— Work to be completed —
Reproduce the lines verbatim, from the line with "For each <instance>" up to and including the line with "440L566 454L733 557L745".

— Records for this exercise —
---

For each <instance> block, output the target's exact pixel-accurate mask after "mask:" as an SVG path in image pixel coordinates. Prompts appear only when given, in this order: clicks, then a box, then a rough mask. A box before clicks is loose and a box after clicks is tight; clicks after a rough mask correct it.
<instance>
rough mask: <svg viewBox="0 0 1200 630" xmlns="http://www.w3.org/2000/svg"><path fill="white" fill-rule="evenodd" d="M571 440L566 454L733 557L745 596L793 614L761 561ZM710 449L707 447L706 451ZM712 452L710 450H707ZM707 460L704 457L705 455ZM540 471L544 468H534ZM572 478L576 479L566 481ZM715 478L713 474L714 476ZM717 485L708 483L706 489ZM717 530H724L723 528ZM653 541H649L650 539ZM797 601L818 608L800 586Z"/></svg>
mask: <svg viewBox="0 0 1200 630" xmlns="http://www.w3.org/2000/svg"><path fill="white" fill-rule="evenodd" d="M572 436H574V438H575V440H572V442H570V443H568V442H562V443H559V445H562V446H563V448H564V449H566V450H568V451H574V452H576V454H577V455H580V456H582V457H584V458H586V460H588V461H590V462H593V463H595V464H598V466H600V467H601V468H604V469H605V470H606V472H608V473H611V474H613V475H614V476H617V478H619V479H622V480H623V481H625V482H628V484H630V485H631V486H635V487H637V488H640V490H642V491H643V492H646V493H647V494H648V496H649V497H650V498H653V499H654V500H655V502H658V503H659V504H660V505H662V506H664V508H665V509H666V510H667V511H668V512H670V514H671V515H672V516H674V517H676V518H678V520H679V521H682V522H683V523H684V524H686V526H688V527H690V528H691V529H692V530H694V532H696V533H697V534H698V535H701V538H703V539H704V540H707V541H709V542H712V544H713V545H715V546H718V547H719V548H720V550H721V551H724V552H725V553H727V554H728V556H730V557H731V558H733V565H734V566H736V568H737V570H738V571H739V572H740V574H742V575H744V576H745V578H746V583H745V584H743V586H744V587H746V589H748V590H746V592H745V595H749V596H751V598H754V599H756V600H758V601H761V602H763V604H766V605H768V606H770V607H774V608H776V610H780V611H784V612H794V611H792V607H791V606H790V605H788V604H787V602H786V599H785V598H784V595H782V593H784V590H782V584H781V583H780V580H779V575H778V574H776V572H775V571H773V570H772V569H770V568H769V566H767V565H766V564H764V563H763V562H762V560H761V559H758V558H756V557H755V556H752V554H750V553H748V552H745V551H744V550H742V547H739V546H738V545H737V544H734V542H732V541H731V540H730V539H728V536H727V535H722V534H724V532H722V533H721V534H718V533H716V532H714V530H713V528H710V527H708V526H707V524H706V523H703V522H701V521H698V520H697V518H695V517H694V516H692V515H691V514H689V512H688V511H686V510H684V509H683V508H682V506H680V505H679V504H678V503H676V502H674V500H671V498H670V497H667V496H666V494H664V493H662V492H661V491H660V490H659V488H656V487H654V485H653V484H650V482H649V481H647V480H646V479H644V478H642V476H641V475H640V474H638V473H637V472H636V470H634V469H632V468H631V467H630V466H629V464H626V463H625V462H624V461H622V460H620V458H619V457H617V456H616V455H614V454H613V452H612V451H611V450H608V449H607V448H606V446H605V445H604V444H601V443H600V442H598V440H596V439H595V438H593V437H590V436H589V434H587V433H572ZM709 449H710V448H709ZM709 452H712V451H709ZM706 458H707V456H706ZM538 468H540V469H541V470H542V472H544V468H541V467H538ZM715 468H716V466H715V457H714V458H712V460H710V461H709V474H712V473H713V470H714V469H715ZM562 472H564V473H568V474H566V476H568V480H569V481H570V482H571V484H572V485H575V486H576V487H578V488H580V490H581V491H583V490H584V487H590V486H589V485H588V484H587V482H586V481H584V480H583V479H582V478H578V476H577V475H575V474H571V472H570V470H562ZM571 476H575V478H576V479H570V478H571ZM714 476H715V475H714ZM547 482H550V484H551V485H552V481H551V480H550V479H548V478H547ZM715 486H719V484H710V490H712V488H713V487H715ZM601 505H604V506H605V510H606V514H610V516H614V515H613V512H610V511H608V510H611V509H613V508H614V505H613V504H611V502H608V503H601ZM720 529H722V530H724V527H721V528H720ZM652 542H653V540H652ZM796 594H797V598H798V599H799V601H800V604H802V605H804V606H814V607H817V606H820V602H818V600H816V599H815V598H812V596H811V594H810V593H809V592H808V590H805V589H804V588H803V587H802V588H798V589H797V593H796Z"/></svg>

---

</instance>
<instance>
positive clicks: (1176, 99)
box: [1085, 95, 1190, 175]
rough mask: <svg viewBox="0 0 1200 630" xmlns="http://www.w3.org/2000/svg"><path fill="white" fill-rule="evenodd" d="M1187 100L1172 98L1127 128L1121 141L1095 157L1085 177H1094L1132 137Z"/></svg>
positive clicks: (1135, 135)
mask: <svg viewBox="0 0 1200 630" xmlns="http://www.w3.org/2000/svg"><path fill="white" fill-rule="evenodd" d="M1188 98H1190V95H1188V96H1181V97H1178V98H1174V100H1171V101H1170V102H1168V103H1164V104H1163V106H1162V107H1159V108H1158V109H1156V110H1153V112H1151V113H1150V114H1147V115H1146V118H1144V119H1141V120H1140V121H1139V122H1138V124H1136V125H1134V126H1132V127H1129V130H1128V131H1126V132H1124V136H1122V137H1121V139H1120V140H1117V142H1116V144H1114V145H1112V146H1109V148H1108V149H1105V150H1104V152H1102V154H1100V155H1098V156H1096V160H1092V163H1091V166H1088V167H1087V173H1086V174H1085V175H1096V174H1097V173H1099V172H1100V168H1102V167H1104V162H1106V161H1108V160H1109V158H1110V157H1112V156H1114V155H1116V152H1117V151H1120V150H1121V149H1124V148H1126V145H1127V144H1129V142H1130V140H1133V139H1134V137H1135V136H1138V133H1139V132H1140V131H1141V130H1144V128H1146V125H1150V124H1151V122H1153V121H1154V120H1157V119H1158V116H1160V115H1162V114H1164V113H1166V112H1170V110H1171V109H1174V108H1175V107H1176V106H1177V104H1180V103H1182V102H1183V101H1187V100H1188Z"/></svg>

---

— Task response —
For each <instance> block, output the target's exact pixel-accurate mask after "mask:" as an SVG path in image pixel coordinates. Prompts appear only when given, in this order: clicks, then a box, then a rough mask. A box before clicks is loose and a box after clicks is tight; clicks after a rough mask correct it.
<instance>
rough mask: <svg viewBox="0 0 1200 630" xmlns="http://www.w3.org/2000/svg"><path fill="white" fill-rule="evenodd" d="M571 440L566 454L733 557L745 596L793 614L761 561ZM710 449L707 447L706 451ZM712 452L710 450H707ZM707 460L704 457L705 455ZM540 471L544 468H534ZM572 478L576 479L566 481ZM715 478L713 474L714 476ZM717 485L708 483L706 489ZM717 530H724L723 528ZM653 541H649L650 539ZM797 601L818 608L800 586Z"/></svg>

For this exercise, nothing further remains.